-- Document passage --
——————

A new study has provided new insights into solving the mystery of how Ice Age giants suddenly died out thousands of years ago.
Science 2.0 reports that research led by the Australian Centre for Ancient DNA (ACAD) at the University of Adelaide has discovered that a perfect storm created by a combination of a rapidly warming climate and the arrival of humans wiped out elephant-sized sloths, humongous bears and giant sabre-toothed cats that had once lived on the windswept plains of Patagonia in South America.
The timing and the reason for this sudden mass extinction 12,300 years ago was unsolved for centuries. Now, scientists have a better idea of what really happened. Lead author Professor Alan Cooper, Director of ACAD, says that, “Patagonia turns out to be the Rosetta Stone – it shows that human colonisation didn’t immediately result in extinctions, but only as long as it stayed cold.”
Instead, more than 1000 years of human occupation passed before a rapid warming event occurred, and then the megafauna were extinct within a hundred years.
Patagonia is a remote location at the southernmost tip of South America, shared by Chile and Argentina. It has some of the richest archeological findings dating back to at least the 13th millennium BC. Animal remains and traces of human occupation have been found in caves throughout the area, such as in Cueva del Milodon and Tres Arroyos.
There have been numerous discoveries of gigantic animals that had lived in Patagonia, including dinosaur fossils like the Carolinii, the largest carnivorous dinosaur that surpassed even the Tyrannosaurus Rex in size. Other similar remains discovered in Australia, showing that the South American continent was connected to Australia at one point in geological history. The area has provided plenty of valuable information into human migration and animal life over thousands of years, but much of Patagonia’s history remains unclear to scientists until now.
The international team of researchers, including some from the University of Colorado Boulder, the University of Magallanes in Patagonia and the University of New South Wales, reviewed ancient DNA taken from 89 radiocarbon-dated bones and teeth that had been found in caves and rock shelters across Patagonia and Tierra del Fuego to determine the genetic history of the extinct species. The studies showed that animals such as the South American horse, the giant jaguar, the sabre-tooth cat and the behemoth one-ton short-faced bear – the biggest land-based mammal carnivore – had once roamed Patagonia in large numbers, then disappeared shortly after humans arrived in the area.
Humans had been in Patagonia for around 1000 years before the animals started going extinct, living with them through a cold period known as the Antarctic Cold Reversal. During this time, the Earth was warming as it emerged from the last glacial period, but suddenly cooled down for around 1,500 years. When things started getting warm rapidly again, much of the ice in Patagonia began melting, allowing trees and other flora to grow, which in turn began changing the animals’ original habitats.
The pattern of human colonization in North and South America, along with the contrasting temperature trends in the continents, led the researchers to trace the impact of humans and climate change on the Patagonian environment.

——————

-- Material supplied --
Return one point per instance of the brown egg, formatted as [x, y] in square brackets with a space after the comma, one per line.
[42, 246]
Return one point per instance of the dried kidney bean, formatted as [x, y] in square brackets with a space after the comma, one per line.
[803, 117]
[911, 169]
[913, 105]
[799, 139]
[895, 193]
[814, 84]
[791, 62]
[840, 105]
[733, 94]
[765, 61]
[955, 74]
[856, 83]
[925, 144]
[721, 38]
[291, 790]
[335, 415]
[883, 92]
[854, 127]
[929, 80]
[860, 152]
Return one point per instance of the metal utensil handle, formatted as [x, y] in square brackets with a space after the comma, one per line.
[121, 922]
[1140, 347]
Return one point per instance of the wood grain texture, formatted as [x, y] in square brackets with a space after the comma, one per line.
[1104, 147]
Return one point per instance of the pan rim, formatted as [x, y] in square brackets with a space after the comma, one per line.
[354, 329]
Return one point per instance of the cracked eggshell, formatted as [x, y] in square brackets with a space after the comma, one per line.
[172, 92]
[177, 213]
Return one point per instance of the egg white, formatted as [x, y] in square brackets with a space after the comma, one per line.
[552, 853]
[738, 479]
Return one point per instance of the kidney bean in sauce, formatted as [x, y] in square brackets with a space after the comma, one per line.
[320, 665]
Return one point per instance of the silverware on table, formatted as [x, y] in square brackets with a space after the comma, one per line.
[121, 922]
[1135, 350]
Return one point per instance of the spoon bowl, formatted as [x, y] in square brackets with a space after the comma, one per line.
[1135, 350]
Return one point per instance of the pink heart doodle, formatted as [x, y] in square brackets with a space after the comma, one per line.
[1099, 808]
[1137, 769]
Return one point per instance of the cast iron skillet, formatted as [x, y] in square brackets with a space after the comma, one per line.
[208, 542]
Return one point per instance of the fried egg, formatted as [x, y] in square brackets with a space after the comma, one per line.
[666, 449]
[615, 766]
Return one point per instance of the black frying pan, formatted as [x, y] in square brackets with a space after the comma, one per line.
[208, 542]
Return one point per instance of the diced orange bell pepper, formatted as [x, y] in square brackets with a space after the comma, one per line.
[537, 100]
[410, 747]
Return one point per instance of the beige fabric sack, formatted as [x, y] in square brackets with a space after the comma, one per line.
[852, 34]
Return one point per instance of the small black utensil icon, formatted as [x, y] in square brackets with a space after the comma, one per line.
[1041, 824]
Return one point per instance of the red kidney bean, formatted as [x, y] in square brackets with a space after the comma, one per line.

——————

-- Action item A --
Decide whether each statement below agrees with the article on the extinction of Patagonia's Ice Age giants. Answer yes or no for each and quote the deciding words from the article. (i) The sudden mass extinction took place 12,300 years ago. (ii) The megafauna died out immediately after humans arrived in Patagonia. (iii) The researchers examined ancient DNA from 89 radiocarbon-dated bones and teeth.
-- Action item B --
Write the next part of the article on the extinction of Patagonia's Ice Age giants, starting after its final sentence.

-- Response A --
(i) Yes: "this sudden mass extinction 12,300 years ago"
(ii) No: "more than 1000 years of human occupation passed before a rapid warming event occurred, and then the megafauna were extinct within a hundred years"
(iii) Yes: "reviewed ancient DNA taken from 89 radiocarbon-dated bones and teeth"

-- Response B --
Professor Chris Turney from the University of New South Wales says, “The Americas are unique in that humans moved through two continents, from Alaska to Patagonia, in just 1500 years. As they did so, they passed through distinctly different climate states – warm in the north, and cold in the south. As a result, we can contrast human impacts under the different climatic conditions.”
The only large animal species to have survived the changes were the ancestors of the modern-day llama and alpaca, the guanaco and vicuna, and even those were on the brink of extinction.
Recently, the Brambly Cay Melomys went extinct (New York Times) thereby having the dubious honor of being the first recorded mammal to disappear completely due to human-driven climate change. It was known to only exist on Bramble Cay which is a very tiny atoll off the coast of Australia. The higher tides and surging seawater caused by increasingly warm temperatures destroyed the only source of food along with its habitat.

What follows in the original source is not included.